→ Document segment
We have seen how Catherine’s much-loved cousin, the widowed Tommasina Fiesca, had in 1497 moved into the Monastero Nuovo in the Aquasola quarter,—close to Catherine’s abode; so that the cousins will have met constantly from that time forward. We have also seen that this distinguished artist painted many a “Pietà” (the dead Christ on His Mother’s lap, possibly with Angels on each side), and executed a piece of needlework again representative of a group,—this time God the Father with many Angels above, and Christ below. Indeed Federico Alizeri has succeeded in rediscovering one of her works, a representation of Christ crowned with thorns and surrounded by the Instruments and Mysteries of His Passion, painted in fine outline upon sheepskin mounted on a wood-panel.[150] And we have seen how much Catherine had, as a child, been affected by a “Pietà,” and shall find her, even after this date, still affected by a religious picture. There can then be no reasonable doubt that Suor Tommasina was the painter and giver of this picture,—again a group, a “Maestà,” instead of the usual “Pietà.”

And the facts of Catherine caring to possess, to preserve, and to transmit something thus specially appropriated to herself, with her family arms upon a religious picture, are all deeply significant touches, and quite unlike what all the secondary, and even some of the primary, parts of the Vita would lead one to expect.

→ Data excerpt
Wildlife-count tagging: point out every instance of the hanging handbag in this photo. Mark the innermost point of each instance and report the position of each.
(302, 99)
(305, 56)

→ Work instructions
Can you return, word for word, the part of the passage about Catherine's cousin Tommasina Fiesca that begins with "And the facts" and ends with "one to expect."?

→ Response for this exercise
And the facts of Catherine caring to possess, to preserve, and to transmit something thus specially appropriated to herself, with her family arms upon a religious picture, are all deeply significant touches, and quite unlike what all the secondary, and even some of the primary, parts of the Vita would lead one to expect.